──────── Quoted text ────────
The Atlantis astronauts aim to complete a critical training exercise at Kennedy Space Center this week while managers sort out the effects of Hurricane Ike and minor technical problems on an Oct. 10 target launch date.

Mission commander Scott Altman and his crew jetted to KSC for standard emergency training and a two-day practice countdown that will culminate Wednesday with a launch-day dress rehearsal.

The Terminal Countdown Demonstration Test -- or TCDT -- is carried out before every shuttle launch and is the last major training exercise at the launch site before astronauts embark on a mission.

In this case, the test almost serves as a way for the crew to refocus on the mission after Ike hammered the communities where they live near the Johnson Space Center.

"Some worse than others" is how Altman described how the astronauts fared during the hurricane. "But we're all still standing and looking forward to a nice distraction."

Altman and pilot Gregory "Ray J" Johnson aim to practice landings later tonight at the Shuttle Landing Facility. They'll fly a Gulfstream 2 aircraft modified to mimic the shuttle's brick-like descent to an airstrip -- one seven times steeper than a commercial airliner.

A media Q&A is scheduled at that bunker at 9:40 a.m. Tuesday. Florida Today will webcast the live NASA TV broadcast in The Flame Trench.


The crew will go through emergency training out at launch pad 39A, where Atlantis is being readied for flight. They'll get familiar with the launch tower escape system -- a 1,200-foot-long metal "slidewire" that would whisk the astronauts in baskets down to an emergency evacuation bunker on the western perimeter of the pad.
──────── Stored rows ────────
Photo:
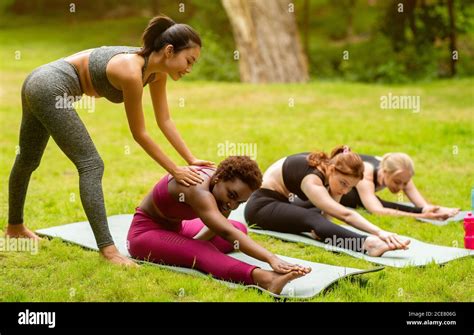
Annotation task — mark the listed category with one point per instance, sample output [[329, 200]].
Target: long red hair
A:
[[342, 158]]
────────
Stated task 1
The Atlantis training article describes the shuttle's descent to an airstrip. How much steeper is it than a commercial airliner's?
Stated task 2
Write a continuation of the Atlantis training article, picking up after its final sentence.
The entries come from a different source than the Atlantis training article.

Reply 1
Seven times steeper.

Reply 2
The crew also includes five mission specialists: John Grunsfeld, Drew Feustal, Mike Massimino, Mike Good and Megan McArthur. All seven will don partial-pressure launch-and-entry suits on Wednesday and then board Atlantis for the last few hours of the practice countdown.

"It's great to be down here returning our focus from the hurricane that's behind us now to the flight that is in front of us," Altman said. "It's really great to be at this point looking forward instead of behind."

The target launch date will be reviewed this week during a shuttle program-level flight readiness review that will be held Wednesday and Thursday.

The date is expected to slip back as a result of the weeklong shutdown of the Johnson Space Center (which reopens Monday) and minor technical problems that have cropped up with the payload for the mission.

A firm launch date will be set at an executive-level flight readiness review on Oct. 3 and Oct. 4.